> What is being asked: Which lines in the material below contain the string "windshield"? Pull out each one.

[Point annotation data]
# # #

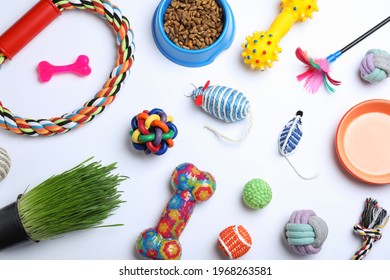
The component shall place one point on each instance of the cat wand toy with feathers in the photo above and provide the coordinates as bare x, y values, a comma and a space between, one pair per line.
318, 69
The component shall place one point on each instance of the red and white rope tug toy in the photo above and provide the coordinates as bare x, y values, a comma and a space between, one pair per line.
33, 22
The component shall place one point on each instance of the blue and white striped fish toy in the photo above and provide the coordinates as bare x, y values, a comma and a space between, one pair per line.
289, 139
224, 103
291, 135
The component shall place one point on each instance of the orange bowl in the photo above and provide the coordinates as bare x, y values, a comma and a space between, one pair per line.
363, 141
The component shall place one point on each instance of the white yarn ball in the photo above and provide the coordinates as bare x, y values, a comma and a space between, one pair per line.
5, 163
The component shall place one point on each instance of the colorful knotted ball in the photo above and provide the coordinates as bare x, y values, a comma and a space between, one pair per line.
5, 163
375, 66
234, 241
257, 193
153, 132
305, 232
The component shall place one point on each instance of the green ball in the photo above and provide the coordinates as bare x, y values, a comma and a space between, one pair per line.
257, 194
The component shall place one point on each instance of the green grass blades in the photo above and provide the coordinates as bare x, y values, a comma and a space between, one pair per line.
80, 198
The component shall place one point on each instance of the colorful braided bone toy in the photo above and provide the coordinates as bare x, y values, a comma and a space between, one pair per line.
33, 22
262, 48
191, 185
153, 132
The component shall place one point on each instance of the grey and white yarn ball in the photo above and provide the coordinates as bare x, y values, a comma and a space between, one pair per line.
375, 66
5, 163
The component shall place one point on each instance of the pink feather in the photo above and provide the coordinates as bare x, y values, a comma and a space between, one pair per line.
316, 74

# # #

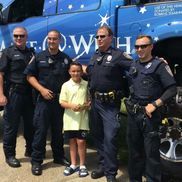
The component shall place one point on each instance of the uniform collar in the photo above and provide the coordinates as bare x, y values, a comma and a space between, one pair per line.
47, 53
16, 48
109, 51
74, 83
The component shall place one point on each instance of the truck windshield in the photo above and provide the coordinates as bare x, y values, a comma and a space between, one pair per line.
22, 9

# # #

> Result of the task:
The component shall place one point on each instance of the truck windshield in the photo above and provide the coordinates as bare x, y values, a comma and a space between, one pair per line.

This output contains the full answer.